• [GOALS]:
- A) Answer these questions using the Peggy Bacon exhibition text:
(i) In which gallery will the exhibition open?
(ii) Who is the acting director of the Archives of American Art?
(iii) For which novel was Bacon nominated for an Edgar Award?
- B) Carry on the Peggy Bacon exhibition text, starting right after its final sentence.

• [PAGE TEXT]:
○ ○ ○ ○

This summer, the Smithsonian’s Archives of American Art presents an exhibition based on the concept of six degrees of separation with New York artist Peggy Bacon as the central figure. “Six Degrees of Peggy Bacon” will highlight how the collections of the Archives of American Art represent the deep and diverse history of art in the United States and beyond. The exhibition will open June 27 at the Lawrence A. Fleischman Gallery in the Smithsonian’s Donald W. Reynolds Center for American Art and Portraiture and remain on view through Nov. 4.

Six degrees of separation is the theory that anyone in the world is no more than six relationships away from any other person. Playing off the popular culture trivia game, “Six Degrees of Kevin Bacon,” this exhibition will illustrate a chain of relationships through diaries, photographs, letters and the like, all leading to Bacon. “In this age of social media, the exhibition will illustrate the interconnectedness of archival collections” said Liza Kirwin, acting director of the Archives of American Art. The show will feature documents and photographs related to Andy Warhol, Henry Ossawa Tanner, Marcel Duchamp, Frida Kahlo and Judy Chicago, among many others. 

Although Bacon is not a household name, she should be. Her long career was various, productive and successful. She was famous for her witty caricatures of celebrities and artists, excelled at printmaking, wrote and illustrated numerous children’s books and published poetry and novels. As the only child of Elizabeth Chase and Charles Roswell Bacon, painters who met at the Art Students League in Manhattan, Bacon grew up in an artistic family. She studied at the League herself, taking classes with the most popular teachers of the day, John Sloan, Kenneth Hayes Miller and George Bellows. She also formed her lifelong circle of friends at the League and its summer school in Woodstock, N.Y. In the 1920s, her career took off and her accomplishments are still to be envied: a first one-person show at Alfred Stieglitz’s Intimate Gallery in 1928; in 1934, a book of caricatures, Off With Their Heads!, funded by a Guggenheim Fellowship; in 1953, she was nominated for an Edgar Award for the best first mystery novel by an American author for The Inward Eye.

○ ○ ○ ○

• [DATASET RECORDS]:
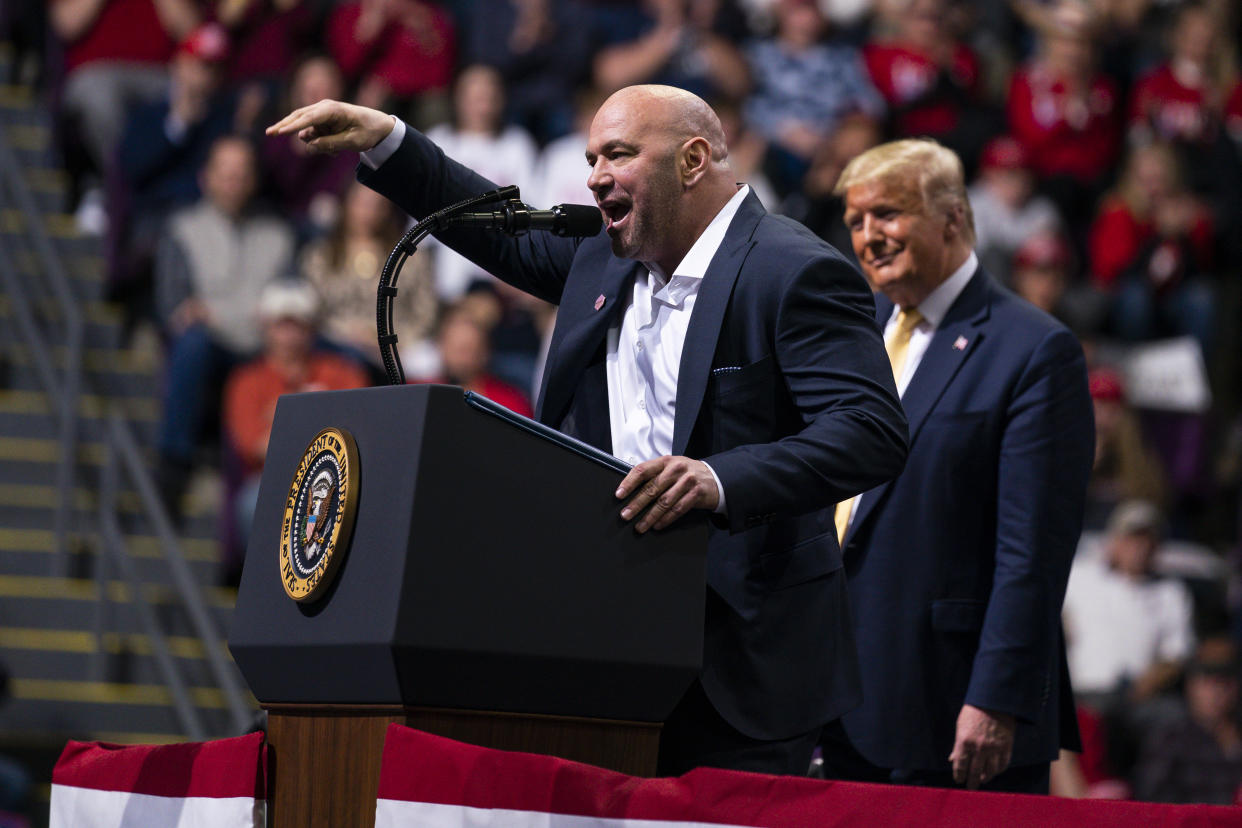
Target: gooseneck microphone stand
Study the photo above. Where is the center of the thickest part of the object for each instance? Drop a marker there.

○ ○ ○ ○

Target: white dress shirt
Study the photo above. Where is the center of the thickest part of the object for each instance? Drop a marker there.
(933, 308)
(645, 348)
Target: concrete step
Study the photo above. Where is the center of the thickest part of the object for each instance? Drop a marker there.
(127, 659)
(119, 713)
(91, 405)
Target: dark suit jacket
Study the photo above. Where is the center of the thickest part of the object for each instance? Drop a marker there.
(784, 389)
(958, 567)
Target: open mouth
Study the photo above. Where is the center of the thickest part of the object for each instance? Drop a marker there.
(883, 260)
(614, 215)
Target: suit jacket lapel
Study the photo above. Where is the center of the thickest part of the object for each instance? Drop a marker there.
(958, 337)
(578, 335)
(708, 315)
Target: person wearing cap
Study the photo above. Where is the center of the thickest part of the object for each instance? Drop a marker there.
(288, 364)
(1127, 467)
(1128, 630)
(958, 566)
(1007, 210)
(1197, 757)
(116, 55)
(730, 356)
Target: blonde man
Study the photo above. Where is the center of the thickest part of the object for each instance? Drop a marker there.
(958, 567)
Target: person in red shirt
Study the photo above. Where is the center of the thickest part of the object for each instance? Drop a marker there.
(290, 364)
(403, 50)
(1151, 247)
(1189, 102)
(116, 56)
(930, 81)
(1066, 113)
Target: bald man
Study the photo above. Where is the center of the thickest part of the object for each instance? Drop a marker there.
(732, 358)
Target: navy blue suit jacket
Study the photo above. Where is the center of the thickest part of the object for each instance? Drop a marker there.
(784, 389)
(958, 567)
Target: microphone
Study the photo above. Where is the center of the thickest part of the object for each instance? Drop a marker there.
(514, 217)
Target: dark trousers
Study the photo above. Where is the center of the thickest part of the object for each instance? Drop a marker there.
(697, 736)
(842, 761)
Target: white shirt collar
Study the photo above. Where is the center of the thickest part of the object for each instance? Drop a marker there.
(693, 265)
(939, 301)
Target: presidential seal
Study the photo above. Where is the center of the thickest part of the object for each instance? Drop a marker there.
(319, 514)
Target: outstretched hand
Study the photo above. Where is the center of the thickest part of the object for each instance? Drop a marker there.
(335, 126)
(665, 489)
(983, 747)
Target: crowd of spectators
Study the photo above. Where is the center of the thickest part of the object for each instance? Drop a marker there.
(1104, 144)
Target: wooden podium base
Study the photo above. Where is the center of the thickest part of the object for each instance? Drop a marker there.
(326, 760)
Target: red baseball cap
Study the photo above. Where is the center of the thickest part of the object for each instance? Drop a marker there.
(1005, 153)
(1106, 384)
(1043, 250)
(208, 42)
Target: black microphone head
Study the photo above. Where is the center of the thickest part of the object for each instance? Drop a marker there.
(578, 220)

○ ○ ○ ○

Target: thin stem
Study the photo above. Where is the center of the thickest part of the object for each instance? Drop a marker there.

○ ○ ○ ○

• [ANSWERS GIVEN]:
- A)
(i) The Lawrence A. Fleischman Gallery in the Smithsonian's Donald W. Reynolds Center for American Art and Portraiture
(ii) Liza Kirwin
(iii) The Inward Eye

- B)
Bacon stood at the center of a vast network of artists, dealers, critics and family members. Its connections, intersections and separations can be, by turns, surprising, amusing or predictable, and they illustrate the concept of the six degrees of separation. How did the creative, significant and trivial interactions between student and teacher, artist and dealer, and even lover to lover work? How many degrees separate her art world from others—and others from her?

Social Media

The public may join Peggy Bacon’s social circle on Facebook and Pinterest

Public Program

On Saturday, Aug. 11, from 1 to 4 p.m., visitors can go to the gallery for a free caricature of themselves.

The Archives of American Art is the world’s pre-eminent resource dedicated to collecting and preserving the papers and primary records of the visual arts in America. For more information, visit the Archives website at www.aaa.si.edu.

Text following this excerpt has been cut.